** START **

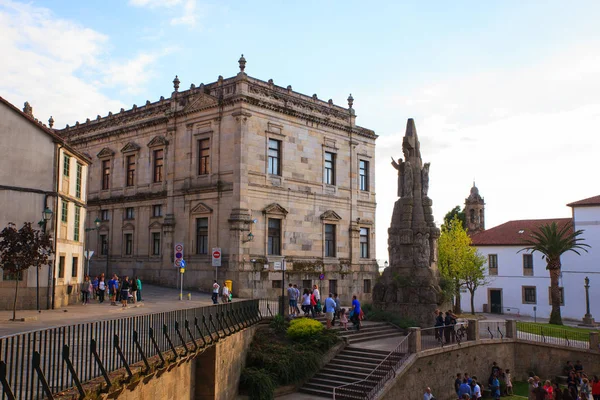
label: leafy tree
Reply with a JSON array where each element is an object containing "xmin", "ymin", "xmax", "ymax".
[
  {"xmin": 519, "ymin": 222, "xmax": 590, "ymax": 325},
  {"xmin": 0, "ymin": 222, "xmax": 52, "ymax": 320},
  {"xmin": 442, "ymin": 206, "xmax": 467, "ymax": 228},
  {"xmin": 438, "ymin": 214, "xmax": 488, "ymax": 313}
]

** END **

YOUR GOAL: Repeat each item above word for word, omitting the pictures.

TASK RESPONSE:
label: leafy tree
Reply with a JSON array where each element is an object containing "xmin", "ymin", "xmax", "ymax".
[
  {"xmin": 519, "ymin": 222, "xmax": 590, "ymax": 325},
  {"xmin": 0, "ymin": 222, "xmax": 52, "ymax": 320},
  {"xmin": 442, "ymin": 206, "xmax": 467, "ymax": 228},
  {"xmin": 438, "ymin": 214, "xmax": 488, "ymax": 313}
]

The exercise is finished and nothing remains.